== DATA FOR ANALYSIS ==

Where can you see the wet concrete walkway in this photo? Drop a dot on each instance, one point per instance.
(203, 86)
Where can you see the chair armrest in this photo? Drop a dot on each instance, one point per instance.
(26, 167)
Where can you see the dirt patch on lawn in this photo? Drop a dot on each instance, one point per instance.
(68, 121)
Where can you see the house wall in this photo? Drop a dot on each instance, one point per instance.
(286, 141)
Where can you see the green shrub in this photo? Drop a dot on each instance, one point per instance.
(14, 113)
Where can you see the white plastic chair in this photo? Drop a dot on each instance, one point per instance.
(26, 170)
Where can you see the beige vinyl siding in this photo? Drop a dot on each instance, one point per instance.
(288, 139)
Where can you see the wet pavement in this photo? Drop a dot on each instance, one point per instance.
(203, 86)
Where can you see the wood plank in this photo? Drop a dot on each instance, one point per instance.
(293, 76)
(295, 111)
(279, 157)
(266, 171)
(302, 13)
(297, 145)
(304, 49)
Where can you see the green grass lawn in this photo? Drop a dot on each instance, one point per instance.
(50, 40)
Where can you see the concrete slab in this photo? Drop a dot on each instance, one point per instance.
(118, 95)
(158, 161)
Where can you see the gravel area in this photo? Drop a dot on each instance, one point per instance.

===

= ABOUT THIS TASK =
Give the data again in full, exactly.

= EXERCISE OUTPUT =
Where can you see the wet concrete walkway in this photo? Drop a dot on each instance, one point per instance.
(203, 86)
Where can you see the chair armrest in this photo? Drop a dot on each instance, one point per instance.
(26, 167)
Where can you see the dirt patch on lawn in this photo? Drop a dot on each instance, one point per instance.
(68, 121)
Where can you see the house wall in this photo? Drop a dot on each instance, one point per instance.
(286, 141)
Where can you see the green shrub in this photo? Drop a dot on each instance, one point per instance.
(14, 113)
Where can you see the white plastic chair in this photo? Drop a dot on each instance, one point per instance.
(26, 170)
Where can you see the beige vinyl siding in this photo? Drop a dot on each instance, one point per instance.
(288, 139)
Where can you see the wet pavement in this photo? Drop a dot on each instance, one point per instance.
(203, 86)
Where can you see the wood plank in this photo? Drop a dot on each instance, one point per instance.
(293, 76)
(295, 111)
(279, 157)
(266, 171)
(302, 13)
(297, 145)
(304, 49)
Where can you see the green grass lawn in this photo? Drop a dot on each instance, one point per instance.
(50, 40)
Where can you see the concrete slab in this photo? Drop a dot on each instance, one point per instance.
(118, 95)
(158, 161)
Where can you see the gravel area in this photo? Drop a dot on each instance, one point per instance.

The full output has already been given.